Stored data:
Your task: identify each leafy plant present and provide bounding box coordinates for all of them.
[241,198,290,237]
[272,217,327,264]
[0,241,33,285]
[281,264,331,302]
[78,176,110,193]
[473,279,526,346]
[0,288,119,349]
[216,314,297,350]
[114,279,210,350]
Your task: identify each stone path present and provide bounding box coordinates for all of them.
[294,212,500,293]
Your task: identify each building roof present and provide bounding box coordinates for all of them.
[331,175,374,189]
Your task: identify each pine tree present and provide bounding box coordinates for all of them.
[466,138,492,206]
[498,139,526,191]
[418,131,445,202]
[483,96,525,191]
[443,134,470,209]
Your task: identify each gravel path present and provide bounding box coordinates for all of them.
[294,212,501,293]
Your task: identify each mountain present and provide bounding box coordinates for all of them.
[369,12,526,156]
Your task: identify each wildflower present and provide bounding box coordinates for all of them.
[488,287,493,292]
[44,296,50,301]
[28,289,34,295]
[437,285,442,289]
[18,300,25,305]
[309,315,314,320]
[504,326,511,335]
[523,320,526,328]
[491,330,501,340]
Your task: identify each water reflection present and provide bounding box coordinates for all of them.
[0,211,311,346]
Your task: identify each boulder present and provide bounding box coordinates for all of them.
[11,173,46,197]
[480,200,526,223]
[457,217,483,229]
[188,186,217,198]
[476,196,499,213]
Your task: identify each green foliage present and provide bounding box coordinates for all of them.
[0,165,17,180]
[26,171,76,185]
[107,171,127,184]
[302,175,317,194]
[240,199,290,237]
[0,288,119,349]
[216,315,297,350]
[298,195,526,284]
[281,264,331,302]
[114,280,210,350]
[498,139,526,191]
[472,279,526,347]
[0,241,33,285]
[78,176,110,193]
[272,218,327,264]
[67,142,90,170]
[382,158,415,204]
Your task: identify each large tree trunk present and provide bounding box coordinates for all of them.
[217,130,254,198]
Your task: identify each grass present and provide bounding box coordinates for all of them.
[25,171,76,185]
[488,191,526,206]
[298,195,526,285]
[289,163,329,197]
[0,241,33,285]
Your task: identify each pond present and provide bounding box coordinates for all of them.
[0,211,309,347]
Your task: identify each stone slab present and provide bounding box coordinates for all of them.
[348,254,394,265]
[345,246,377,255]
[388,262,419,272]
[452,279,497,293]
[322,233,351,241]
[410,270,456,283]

● What is expected
Return the data from the top line through the bottom line exactly.

● Solution
Your task: identify each leafy plant present and provide bounding box coordinates for all of them.
[241,198,290,237]
[272,217,327,264]
[0,241,33,285]
[281,264,331,302]
[78,176,110,193]
[473,279,526,346]
[0,288,119,349]
[216,314,297,350]
[114,279,210,350]
Your task: identify each stone path present and provide bounding box coordinates for all of them.
[294,212,500,293]
Your task: identify each building roof present and provide bounding box coordinates for all of them.
[331,175,374,189]
Your task: identify each pine tree present and provide bounding box coordinates for all of them.
[466,138,492,206]
[498,139,526,191]
[418,131,445,202]
[483,96,525,191]
[443,134,470,209]
Your task: identify each gravel path present and provide bounding box coordinates for all of them.
[294,212,501,293]
Your task: identify each mountain present and provide bounding box coordinates for all of them.
[369,12,526,156]
Your task: identify each wildflower present and provide bounding box coordinates for all of them.
[488,287,493,292]
[44,296,50,301]
[28,289,34,295]
[437,285,442,289]
[18,300,25,305]
[309,315,314,320]
[504,326,511,335]
[523,320,526,328]
[491,330,501,340]
Your task: identify each water reflection present and provide bounding box coordinates for all of them.
[0,211,311,346]
Your task: identify each boulder present and provide bounding box coordinates for all of them.
[11,173,46,197]
[480,200,526,223]
[457,217,483,229]
[188,186,217,198]
[476,196,499,213]
Your task: identify each green foliage present and provide bounding box coordinates for all of them.
[0,165,17,180]
[26,171,76,185]
[107,171,127,184]
[302,175,317,194]
[240,199,290,237]
[0,288,119,349]
[216,315,297,350]
[298,195,526,284]
[281,264,331,302]
[114,280,210,350]
[498,139,526,191]
[472,279,526,347]
[0,241,33,285]
[78,176,110,193]
[272,218,327,264]
[67,142,90,170]
[382,158,415,204]
Your task: identify each large tree trunk present and provide bounding box coordinates for all of them.
[217,130,254,198]
Your task: identify each grass present and provide bounding box coordinates for all of them.
[25,171,76,185]
[488,191,526,206]
[298,195,526,285]
[289,163,329,197]
[0,241,33,285]
Your task: identify each pond present and provide bounding box coordinates for all of them.
[0,211,309,347]
Your task: identify each stone slab present and provide bounding box coordinates for all of them.
[348,254,394,265]
[345,246,377,255]
[388,262,419,272]
[452,279,497,293]
[322,233,351,241]
[410,270,456,283]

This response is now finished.